--- start ---

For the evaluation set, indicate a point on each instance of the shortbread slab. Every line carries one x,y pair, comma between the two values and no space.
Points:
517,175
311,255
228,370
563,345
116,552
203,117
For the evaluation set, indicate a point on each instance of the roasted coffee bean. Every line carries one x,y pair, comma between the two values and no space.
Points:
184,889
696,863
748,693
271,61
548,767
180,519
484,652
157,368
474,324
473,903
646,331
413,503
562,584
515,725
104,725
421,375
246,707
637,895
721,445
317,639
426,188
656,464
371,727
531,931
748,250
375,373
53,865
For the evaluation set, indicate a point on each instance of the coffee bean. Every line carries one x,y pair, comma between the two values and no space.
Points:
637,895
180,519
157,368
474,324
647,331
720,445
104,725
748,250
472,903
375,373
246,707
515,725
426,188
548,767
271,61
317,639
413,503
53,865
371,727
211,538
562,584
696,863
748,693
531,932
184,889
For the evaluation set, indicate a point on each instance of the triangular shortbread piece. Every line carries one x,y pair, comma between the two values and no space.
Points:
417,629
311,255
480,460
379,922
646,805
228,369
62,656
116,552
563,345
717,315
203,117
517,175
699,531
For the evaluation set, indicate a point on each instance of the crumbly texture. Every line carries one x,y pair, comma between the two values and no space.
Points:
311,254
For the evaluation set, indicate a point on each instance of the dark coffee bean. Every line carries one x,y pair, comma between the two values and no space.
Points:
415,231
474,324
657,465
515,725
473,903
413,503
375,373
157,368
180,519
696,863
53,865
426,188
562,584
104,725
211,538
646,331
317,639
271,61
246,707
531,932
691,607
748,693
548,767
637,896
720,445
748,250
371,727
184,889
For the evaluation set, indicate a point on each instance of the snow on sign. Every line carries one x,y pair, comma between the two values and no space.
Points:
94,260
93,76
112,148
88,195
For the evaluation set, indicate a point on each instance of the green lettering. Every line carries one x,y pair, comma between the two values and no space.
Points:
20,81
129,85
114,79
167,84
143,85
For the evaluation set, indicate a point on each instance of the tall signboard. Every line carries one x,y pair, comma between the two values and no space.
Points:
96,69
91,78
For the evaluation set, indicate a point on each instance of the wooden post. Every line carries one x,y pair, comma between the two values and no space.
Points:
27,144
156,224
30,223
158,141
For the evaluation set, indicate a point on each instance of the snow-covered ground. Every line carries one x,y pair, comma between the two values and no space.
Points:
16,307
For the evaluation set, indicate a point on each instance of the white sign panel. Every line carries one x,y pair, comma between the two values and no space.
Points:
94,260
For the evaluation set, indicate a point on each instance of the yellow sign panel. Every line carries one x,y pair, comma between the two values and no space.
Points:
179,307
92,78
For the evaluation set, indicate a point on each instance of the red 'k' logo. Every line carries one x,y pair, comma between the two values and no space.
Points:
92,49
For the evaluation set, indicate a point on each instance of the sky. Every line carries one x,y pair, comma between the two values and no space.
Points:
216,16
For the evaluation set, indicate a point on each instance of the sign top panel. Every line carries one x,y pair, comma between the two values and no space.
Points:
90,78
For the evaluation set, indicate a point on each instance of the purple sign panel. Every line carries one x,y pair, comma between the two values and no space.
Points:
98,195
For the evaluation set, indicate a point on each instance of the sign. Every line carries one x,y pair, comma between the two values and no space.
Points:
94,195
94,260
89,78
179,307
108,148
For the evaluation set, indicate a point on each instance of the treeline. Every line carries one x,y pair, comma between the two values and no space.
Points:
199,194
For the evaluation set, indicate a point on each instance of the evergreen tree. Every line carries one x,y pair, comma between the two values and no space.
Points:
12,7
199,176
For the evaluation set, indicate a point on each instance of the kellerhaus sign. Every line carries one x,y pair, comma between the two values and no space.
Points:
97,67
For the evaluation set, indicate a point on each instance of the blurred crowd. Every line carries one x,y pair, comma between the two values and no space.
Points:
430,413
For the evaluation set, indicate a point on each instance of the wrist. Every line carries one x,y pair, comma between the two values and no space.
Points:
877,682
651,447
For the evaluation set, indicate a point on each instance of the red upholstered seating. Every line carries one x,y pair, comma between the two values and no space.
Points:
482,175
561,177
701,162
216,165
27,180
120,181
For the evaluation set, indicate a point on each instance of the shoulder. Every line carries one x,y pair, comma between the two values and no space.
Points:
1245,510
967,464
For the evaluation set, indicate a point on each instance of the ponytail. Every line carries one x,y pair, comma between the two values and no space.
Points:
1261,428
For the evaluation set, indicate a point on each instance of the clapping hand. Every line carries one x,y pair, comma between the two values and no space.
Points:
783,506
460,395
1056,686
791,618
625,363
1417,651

--- end ---

**Task directions**
Take the entries above and transcribe them exactly.

**The completed task**
For the evaluation set, indicate a point on each instance of the shortbread slab. Every line carries one x,y pair, comma between the two values and no space.
Points:
517,175
311,255
228,370
563,345
116,552
203,117
For the evaluation set, indicate a point on each instance of the roasted coffee bean. Every line carries one x,y pair, comma between the two values and no space.
Points:
184,889
696,863
748,693
271,61
548,767
180,519
484,652
157,368
474,324
473,903
646,331
413,503
562,584
515,725
104,725
421,375
246,707
637,895
721,445
317,639
426,188
656,464
371,727
531,931
748,250
375,373
53,865
For the evaluation set, indicate a point on each instance of the coffee bean. Every line carries one x,y pair, comma between the two values and no space.
Points:
637,895
180,519
157,368
474,324
647,331
720,445
104,725
748,250
472,903
375,373
246,707
515,725
426,188
548,767
271,61
317,639
413,503
53,865
371,727
211,538
562,584
696,863
748,693
531,932
184,889
For the evaluation set, indicate a point on each instance of the triangular shortbread piece. Every line carries one x,y pair, comma between the two values and no space.
Points:
417,629
311,255
480,460
379,922
646,805
228,369
62,656
116,552
563,345
717,315
203,117
517,175
699,531
For the evaluation set, indicate a point on each instance of the crumbly texture. Every line carries one x,y pair, comma between the two values and no space.
Points:
311,254
For the evaluation set, indicate a point on each instance of the dark coffee bean. Every line carries one x,y pair, comma between the two values and no space.
Points:
415,231
474,324
657,465
515,725
473,903
413,503
375,373
157,368
180,519
696,863
53,865
426,188
562,584
104,725
211,538
646,331
317,639
271,61
246,707
531,932
691,607
748,693
548,767
637,896
720,445
748,250
371,727
184,889
For the evaluation set, indicate a point on each instance of the snow on sign. Every line carries one x,y pair, comma between the two values and no space.
Points:
94,260
93,76
112,148
88,195
For the evaluation set, indicate a point on each instance of the green lettering. Every line carries one x,y pair, comma between the two values and no space.
Points:
20,81
129,85
114,79
167,84
143,85
For the evaluation set, indicate a point on each instance of the tall signboard. Every line carries one x,y pair, comma between the two values and no space.
Points:
96,69
91,78
For the evaluation set, indicate a point on each instance of the wooden post. Every line carries one x,y pair, comma between the two values and no space.
Points:
27,144
156,224
30,223
158,141
For the evaluation set, indicate a point on each instance of the snow-covered ground. Every line carries one x,y pair, comma between the two values and no space.
Points:
16,307
For the evaluation set, indicate a point on each instance of the white sign panel. Every line carries one x,y pair, comma between the two values and no space.
Points:
94,260
For the evaluation set, indicate a point on each instance of the yellow sign panel. Every line carries one x,y pair, comma between the two values and no space.
Points:
179,307
92,78
For the evaluation set, indicate a point on each instance of the red 'k' logo. Every line carries one x,y pair, comma between the two values and no space.
Points:
92,49
For the evaluation set, indicate a point on each instance of the sky. Every line carries one x,y pair, comma between the two values and no space.
Points:
216,16
For the evaluation set, indicate a point on each instance of the sign top panel. Every line carries one x,y pair, comma between the two values and no space.
Points:
90,78
For the evaluation set, indicate a point on each instance of the purple sign panel. Every line carries one x,y pair, comma between the two values and no space.
Points:
98,195
For the evaluation set, indicate a point on each instance of the sign. Every line carries one x,y pair, comma between the two values and no space.
Points:
94,195
94,260
89,78
179,307
108,148
For the evaluation set, indicate a point on each instance of the treeline. Every line carries one x,y pair, comma between the two values and no space.
Points:
199,194
For the evaluation set, indicate a point on each instance of the evergreen tree. Every line carries one x,y pair, comma between the two values and no space.
Points:
12,7
199,176
For the evaluation set, indicate a point on each instance of the kellerhaus sign. Every line carries one x,y pair, comma between the two values and no space.
Points:
97,67
For the evaluation set, indicate a point on each instance of the blurred crowd. Every line carries one x,y pair, comma between the two values and no space.
Points:
430,413
For the evaluation set, indicate a point on each instance of the wrist. Every line carries one x,y pair, comma between the two values and no space.
Points:
877,682
651,447
For the evaluation set, indicate a point on each instance of the red upholstered seating. Every line carries one x,y pair, comma between the two values and no space.
Points:
482,175
561,177
701,162
216,165
27,180
120,181
For the evaluation set, indicate a point on each instance of the shoulder. Every line carries one x,y pair, comma between the two values and no space.
Points:
1245,510
967,464
For the evaluation set, indicate a point on each instance of the ponytail. Every line carries one x,y pair, comma between the two values and no space.
Points:
1261,428
For the evaluation set, indicate a point on each instance of the clapping hand. Every line carries one x,y pair, comma between the two values and no space.
Points:
783,506
460,395
1056,686
791,618
625,363
1417,651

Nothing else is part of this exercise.